** Start of SUPPLIED MATERIAL **

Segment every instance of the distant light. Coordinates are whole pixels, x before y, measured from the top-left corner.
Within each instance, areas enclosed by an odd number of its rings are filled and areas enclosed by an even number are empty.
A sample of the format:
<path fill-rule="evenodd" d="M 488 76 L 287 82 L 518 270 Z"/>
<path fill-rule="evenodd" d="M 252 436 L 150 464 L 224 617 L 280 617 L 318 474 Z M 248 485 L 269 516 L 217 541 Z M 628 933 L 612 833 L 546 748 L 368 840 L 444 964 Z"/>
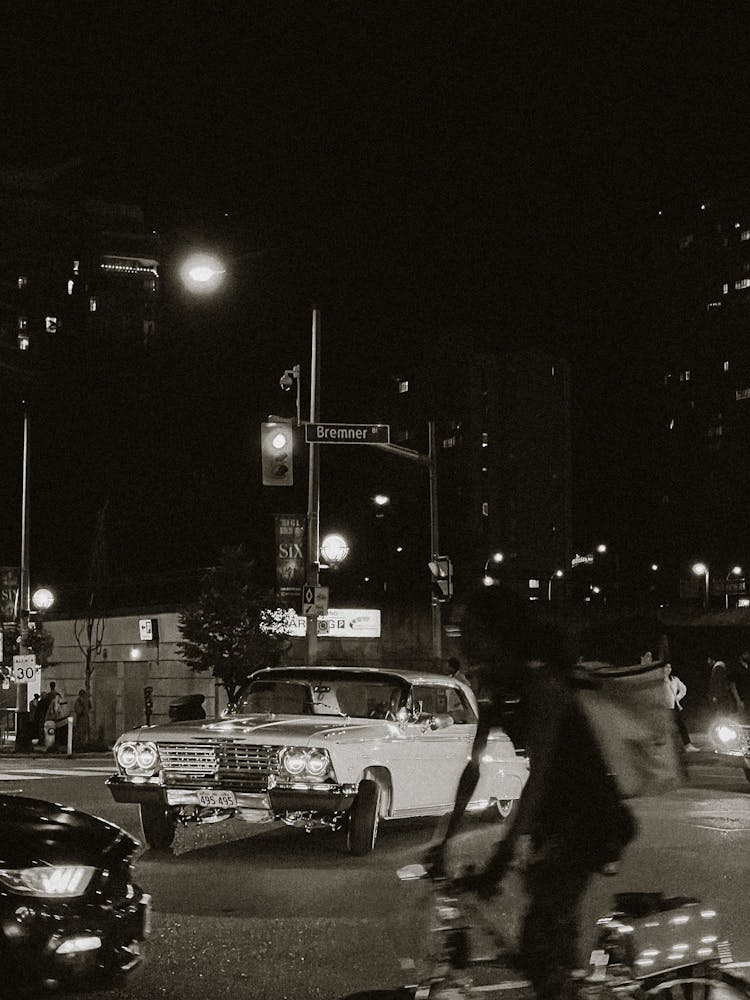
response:
<path fill-rule="evenodd" d="M 40 587 L 39 590 L 35 590 L 32 594 L 31 603 L 37 611 L 49 611 L 55 603 L 55 595 L 51 590 L 47 590 L 46 587 Z"/>
<path fill-rule="evenodd" d="M 226 275 L 226 268 L 212 254 L 191 254 L 180 266 L 180 281 L 190 292 L 199 295 L 215 292 Z"/>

** End of SUPPLIED MATERIAL **

PROBLEM REQUIREMENTS: Copy all of the records above again, switching "distant light" to "street lamp" and keeping everything else the same. Omit the pictures from your copy.

REPLY:
Segment every instance of the street lamp. Coordinates are whole pixels, x before y, measured from the top-left corner.
Within each instance, areas enclosed by an odd number of its rings are filled and areas enclosed by an even number are empty.
A sample of the format:
<path fill-rule="evenodd" d="M 488 76 L 287 82 L 518 270 Z"/>
<path fill-rule="evenodd" d="M 252 436 L 150 464 L 224 617 L 280 617 L 318 474 Z M 248 485 L 269 516 L 217 541 Z M 628 933 L 612 833 L 546 748 L 368 840 L 444 964 Z"/>
response:
<path fill-rule="evenodd" d="M 40 587 L 39 590 L 35 590 L 32 594 L 31 603 L 37 611 L 49 611 L 55 603 L 55 595 L 51 590 L 47 590 L 46 587 Z"/>
<path fill-rule="evenodd" d="M 226 275 L 226 268 L 212 254 L 191 254 L 180 266 L 180 281 L 190 292 L 199 295 L 215 292 Z"/>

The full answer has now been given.